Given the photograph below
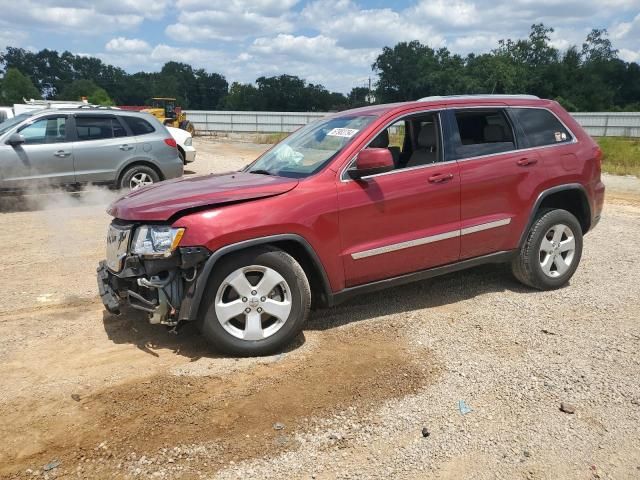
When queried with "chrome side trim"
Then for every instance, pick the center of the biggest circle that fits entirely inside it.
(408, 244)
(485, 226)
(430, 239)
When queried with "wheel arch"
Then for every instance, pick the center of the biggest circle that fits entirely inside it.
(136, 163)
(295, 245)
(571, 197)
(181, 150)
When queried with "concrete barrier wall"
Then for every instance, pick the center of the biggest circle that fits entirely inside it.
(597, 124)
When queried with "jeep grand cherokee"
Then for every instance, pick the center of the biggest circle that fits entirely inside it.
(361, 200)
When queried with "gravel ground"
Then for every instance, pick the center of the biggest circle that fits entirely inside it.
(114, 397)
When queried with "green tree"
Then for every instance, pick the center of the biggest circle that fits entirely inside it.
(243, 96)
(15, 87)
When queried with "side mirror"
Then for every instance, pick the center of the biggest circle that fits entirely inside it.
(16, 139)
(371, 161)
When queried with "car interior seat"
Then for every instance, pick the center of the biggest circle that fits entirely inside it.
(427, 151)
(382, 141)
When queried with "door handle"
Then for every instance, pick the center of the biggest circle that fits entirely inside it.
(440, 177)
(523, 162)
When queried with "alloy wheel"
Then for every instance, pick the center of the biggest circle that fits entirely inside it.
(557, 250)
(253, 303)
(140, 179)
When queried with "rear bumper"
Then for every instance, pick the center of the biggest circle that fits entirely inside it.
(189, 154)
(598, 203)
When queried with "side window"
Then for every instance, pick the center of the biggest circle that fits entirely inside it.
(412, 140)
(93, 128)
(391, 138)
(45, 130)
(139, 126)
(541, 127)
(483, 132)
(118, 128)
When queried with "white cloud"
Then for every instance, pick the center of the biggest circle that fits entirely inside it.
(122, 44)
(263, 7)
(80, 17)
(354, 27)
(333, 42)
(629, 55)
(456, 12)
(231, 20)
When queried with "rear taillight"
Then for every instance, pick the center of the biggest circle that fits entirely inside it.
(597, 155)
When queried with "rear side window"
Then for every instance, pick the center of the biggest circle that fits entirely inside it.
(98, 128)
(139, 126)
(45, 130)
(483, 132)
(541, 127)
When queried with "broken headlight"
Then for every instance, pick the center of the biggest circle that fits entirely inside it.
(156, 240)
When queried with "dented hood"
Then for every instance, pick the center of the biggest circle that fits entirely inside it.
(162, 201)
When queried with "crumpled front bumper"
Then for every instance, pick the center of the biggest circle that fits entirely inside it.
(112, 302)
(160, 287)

· · · ·

# [PROBLEM REQUIREMENTS]
Read each line of the material, and wherever the word "rear" turns up, copy that line.

# [ANSWER TO THIS PROBLEM]
When queried with "rear bumper"
When queried with "rear taillight"
When queried with "rear side window"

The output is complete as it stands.